*What you will do:* After counting the lines below that hold the word "hand", reply with the count and nothing else.

*The data:*

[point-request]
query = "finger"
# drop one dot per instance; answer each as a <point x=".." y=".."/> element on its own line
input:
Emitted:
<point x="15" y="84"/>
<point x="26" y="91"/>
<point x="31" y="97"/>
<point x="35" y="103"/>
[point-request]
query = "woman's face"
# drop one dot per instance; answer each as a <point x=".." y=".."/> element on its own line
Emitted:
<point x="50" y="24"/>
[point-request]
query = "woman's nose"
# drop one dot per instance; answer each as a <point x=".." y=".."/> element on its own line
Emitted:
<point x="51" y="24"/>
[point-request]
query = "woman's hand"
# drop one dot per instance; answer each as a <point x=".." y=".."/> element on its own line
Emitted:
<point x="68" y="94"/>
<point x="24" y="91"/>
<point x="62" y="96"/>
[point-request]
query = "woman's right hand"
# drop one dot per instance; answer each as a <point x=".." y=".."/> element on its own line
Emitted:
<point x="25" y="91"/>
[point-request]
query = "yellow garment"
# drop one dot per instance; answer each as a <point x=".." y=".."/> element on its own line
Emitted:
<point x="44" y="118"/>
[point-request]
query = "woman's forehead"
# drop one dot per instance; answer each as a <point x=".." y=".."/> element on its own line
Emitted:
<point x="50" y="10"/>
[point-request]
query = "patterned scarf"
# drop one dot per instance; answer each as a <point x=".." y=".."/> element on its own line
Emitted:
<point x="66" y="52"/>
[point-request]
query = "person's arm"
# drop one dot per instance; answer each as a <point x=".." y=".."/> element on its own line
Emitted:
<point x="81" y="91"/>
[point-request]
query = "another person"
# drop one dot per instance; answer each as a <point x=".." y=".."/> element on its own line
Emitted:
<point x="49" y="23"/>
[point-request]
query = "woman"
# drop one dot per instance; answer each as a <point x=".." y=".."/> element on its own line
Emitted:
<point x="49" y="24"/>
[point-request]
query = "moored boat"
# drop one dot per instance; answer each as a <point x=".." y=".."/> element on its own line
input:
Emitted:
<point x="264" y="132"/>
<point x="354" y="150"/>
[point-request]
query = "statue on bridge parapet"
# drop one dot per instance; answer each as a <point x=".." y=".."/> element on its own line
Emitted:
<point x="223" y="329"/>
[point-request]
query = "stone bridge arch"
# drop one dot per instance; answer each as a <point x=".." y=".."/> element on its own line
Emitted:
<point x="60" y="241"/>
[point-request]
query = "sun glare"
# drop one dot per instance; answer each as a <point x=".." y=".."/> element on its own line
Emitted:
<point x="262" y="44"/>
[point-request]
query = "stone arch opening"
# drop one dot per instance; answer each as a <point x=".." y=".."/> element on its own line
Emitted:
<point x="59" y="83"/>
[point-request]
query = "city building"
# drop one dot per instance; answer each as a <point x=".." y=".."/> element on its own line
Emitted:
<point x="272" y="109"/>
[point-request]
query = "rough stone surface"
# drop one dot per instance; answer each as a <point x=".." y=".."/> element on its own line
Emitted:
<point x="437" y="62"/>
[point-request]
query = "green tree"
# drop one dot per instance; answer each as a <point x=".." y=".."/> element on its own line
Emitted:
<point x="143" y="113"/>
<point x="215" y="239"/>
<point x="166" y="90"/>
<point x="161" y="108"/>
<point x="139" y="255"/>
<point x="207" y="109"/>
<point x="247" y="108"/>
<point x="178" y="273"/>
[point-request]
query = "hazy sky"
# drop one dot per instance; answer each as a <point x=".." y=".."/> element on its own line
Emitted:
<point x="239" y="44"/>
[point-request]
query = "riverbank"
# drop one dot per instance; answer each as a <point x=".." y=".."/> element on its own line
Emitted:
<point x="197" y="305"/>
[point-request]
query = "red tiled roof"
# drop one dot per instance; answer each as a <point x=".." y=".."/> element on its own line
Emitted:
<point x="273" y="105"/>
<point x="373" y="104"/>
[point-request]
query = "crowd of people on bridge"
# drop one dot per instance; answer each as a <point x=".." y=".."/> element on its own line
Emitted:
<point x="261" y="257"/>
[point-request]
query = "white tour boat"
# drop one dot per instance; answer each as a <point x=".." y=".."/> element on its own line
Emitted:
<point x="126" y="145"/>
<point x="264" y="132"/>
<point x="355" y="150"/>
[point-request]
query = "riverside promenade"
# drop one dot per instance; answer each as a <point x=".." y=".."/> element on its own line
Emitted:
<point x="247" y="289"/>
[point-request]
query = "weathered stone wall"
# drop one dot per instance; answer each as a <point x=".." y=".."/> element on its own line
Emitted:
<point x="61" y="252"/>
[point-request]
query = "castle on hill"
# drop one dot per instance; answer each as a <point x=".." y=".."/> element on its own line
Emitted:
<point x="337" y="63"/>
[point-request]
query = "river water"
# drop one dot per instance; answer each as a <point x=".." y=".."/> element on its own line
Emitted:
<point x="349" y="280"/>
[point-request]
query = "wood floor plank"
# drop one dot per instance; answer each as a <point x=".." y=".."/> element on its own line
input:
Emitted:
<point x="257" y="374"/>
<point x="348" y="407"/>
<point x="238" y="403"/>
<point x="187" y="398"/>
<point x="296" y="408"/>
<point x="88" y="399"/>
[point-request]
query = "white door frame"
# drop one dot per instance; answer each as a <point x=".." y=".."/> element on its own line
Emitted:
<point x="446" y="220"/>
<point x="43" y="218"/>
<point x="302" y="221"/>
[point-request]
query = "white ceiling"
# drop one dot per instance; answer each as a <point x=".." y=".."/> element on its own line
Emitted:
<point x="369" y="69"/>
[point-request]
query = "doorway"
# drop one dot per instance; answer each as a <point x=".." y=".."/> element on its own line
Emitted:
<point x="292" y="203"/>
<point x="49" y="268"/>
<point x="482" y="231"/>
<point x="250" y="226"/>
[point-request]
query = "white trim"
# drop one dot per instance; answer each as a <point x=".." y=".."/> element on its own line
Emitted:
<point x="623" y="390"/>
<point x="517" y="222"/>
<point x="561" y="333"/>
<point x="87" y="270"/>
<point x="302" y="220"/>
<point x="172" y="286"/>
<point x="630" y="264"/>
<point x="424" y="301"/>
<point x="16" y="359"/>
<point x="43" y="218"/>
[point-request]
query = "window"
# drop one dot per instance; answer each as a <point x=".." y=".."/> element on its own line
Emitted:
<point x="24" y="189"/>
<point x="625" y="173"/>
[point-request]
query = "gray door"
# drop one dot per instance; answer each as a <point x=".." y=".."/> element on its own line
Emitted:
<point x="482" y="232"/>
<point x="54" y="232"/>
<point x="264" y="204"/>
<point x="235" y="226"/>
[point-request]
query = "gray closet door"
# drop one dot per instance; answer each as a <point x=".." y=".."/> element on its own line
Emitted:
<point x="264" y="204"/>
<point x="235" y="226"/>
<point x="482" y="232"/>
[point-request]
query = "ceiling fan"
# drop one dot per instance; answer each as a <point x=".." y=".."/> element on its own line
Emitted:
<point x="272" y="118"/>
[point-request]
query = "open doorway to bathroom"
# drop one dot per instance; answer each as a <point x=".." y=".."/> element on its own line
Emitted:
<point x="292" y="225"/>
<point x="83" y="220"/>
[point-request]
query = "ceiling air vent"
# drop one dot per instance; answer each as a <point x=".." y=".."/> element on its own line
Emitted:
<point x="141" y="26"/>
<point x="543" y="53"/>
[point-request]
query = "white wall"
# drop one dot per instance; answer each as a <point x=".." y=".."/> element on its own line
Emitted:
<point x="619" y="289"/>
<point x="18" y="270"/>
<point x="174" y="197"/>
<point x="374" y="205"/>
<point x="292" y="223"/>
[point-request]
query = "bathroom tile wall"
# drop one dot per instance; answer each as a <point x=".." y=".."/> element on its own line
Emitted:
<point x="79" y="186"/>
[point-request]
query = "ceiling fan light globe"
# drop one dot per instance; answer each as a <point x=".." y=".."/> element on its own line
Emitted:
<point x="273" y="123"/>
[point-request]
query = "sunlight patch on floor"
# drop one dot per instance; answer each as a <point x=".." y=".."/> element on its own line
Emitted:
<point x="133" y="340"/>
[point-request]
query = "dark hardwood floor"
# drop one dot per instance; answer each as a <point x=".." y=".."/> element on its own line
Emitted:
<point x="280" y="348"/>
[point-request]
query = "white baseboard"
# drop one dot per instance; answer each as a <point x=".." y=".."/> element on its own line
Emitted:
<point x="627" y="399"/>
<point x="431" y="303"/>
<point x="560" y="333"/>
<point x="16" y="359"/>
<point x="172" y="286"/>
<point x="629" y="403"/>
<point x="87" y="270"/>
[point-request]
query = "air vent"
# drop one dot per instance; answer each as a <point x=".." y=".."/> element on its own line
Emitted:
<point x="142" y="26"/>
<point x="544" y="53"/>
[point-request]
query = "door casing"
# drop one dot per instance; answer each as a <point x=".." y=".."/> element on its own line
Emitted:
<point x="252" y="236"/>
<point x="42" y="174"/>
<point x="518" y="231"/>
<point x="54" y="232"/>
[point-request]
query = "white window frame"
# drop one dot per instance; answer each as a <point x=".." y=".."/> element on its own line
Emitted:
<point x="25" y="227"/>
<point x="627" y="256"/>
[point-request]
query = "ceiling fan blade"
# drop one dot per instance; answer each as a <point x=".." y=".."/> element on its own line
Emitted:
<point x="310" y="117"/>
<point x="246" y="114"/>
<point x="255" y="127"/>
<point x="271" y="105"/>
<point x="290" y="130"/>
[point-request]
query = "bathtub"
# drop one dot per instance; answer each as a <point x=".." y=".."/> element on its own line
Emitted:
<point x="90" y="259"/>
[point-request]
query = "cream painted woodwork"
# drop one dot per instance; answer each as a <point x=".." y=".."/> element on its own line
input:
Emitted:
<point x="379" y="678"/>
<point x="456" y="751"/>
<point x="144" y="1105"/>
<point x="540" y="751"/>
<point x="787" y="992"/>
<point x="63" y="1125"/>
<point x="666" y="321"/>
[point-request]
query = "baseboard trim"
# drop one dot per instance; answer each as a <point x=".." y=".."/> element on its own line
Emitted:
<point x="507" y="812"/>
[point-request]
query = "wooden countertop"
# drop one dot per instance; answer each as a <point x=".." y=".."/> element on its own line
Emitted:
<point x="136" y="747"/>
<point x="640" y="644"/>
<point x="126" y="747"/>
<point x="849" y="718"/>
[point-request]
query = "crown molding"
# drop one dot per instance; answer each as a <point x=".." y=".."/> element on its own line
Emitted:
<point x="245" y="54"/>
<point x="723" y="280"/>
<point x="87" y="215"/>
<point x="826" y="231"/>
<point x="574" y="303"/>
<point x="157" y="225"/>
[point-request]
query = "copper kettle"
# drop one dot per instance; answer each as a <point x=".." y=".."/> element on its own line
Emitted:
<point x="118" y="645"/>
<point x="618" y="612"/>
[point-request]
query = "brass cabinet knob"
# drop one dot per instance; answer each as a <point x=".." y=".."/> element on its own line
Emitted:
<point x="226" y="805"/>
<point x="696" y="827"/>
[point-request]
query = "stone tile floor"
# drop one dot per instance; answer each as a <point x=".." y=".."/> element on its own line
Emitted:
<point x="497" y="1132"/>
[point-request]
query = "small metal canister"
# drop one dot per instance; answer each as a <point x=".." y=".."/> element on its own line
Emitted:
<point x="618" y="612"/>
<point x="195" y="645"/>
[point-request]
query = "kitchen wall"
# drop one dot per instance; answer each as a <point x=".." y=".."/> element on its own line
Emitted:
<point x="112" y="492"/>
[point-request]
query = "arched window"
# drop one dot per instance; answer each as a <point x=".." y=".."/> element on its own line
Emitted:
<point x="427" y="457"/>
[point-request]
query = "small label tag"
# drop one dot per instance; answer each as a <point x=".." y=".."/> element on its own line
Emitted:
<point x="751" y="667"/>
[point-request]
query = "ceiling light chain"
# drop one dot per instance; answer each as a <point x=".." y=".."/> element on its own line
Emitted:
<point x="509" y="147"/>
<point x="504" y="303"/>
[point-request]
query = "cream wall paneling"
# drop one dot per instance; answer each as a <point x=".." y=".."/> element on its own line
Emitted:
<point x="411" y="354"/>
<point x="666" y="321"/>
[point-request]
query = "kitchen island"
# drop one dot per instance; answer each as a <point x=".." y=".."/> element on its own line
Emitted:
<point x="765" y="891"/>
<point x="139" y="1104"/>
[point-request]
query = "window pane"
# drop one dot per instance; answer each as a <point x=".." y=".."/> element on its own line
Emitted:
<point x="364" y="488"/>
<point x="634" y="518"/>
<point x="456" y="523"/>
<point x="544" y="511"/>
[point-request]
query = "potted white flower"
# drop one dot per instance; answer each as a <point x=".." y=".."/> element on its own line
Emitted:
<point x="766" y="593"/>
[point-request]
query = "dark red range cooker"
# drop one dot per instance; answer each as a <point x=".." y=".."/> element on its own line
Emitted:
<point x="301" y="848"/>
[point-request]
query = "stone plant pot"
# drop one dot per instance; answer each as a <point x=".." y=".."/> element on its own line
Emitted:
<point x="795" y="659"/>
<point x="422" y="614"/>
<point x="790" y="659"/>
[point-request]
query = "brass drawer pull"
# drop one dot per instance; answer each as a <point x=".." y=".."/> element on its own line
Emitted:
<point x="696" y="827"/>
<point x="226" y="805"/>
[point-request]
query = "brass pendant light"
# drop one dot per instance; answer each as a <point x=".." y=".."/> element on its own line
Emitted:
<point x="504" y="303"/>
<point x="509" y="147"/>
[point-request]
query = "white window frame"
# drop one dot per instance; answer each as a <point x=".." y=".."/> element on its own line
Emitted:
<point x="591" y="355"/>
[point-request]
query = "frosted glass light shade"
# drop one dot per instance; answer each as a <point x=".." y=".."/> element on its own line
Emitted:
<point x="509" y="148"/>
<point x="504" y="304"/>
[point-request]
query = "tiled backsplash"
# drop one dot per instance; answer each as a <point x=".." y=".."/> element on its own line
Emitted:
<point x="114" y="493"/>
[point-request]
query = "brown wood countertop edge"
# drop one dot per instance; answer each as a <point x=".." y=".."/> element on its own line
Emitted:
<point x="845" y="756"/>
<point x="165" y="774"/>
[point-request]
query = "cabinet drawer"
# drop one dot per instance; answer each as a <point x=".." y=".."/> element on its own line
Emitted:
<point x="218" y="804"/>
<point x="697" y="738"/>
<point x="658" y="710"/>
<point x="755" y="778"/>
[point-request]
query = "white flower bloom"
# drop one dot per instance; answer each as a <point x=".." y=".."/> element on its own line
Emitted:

*Task result:* 2